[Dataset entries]
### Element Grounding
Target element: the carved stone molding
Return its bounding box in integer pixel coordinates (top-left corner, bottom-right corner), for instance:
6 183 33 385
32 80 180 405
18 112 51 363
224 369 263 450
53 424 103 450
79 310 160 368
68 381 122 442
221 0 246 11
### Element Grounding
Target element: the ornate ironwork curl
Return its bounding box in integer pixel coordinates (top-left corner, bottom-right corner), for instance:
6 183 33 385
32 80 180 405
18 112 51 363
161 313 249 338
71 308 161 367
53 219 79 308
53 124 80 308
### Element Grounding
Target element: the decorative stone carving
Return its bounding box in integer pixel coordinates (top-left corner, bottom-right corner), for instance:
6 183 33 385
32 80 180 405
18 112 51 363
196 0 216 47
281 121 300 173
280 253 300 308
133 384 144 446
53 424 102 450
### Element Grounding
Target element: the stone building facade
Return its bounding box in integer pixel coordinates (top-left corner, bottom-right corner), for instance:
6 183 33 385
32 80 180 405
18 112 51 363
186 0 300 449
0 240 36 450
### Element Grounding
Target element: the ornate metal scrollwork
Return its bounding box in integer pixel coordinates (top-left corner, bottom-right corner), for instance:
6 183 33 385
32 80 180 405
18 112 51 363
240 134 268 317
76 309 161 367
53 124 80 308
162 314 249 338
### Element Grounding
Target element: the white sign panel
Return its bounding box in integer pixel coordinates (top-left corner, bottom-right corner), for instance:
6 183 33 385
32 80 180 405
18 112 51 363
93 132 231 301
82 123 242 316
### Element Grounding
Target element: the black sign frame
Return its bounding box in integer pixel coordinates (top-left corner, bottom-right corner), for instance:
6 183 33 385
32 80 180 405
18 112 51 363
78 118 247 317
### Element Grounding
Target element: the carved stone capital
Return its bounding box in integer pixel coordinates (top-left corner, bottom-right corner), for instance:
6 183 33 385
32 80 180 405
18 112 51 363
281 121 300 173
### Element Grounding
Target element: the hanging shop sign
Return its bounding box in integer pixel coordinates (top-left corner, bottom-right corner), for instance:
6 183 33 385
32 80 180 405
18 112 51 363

• _DIRECTIONS_
Format the stretch from the start of the records through the line containing "79 310 160 368" as a Markdown table with two columns, Row and Line. Number each line in the Row column, and leave out any blank lines.

• _RESULT OF THIS EXERCISE_
| Row | Line |
|---|---|
| 1 | ### Element Grounding |
| 2 | Target element: the carved stone molding |
| 3 | Return its bounding box in integer pixel coordinates (top-left corner, bottom-right corner), for instance: |
| 4 | 6 183 33 385 |
| 5 | 32 80 180 405 |
| 6 | 18 112 51 363 |
| 7 | 224 369 263 450 |
| 8 | 53 424 103 450 |
| 9 | 79 310 160 368 |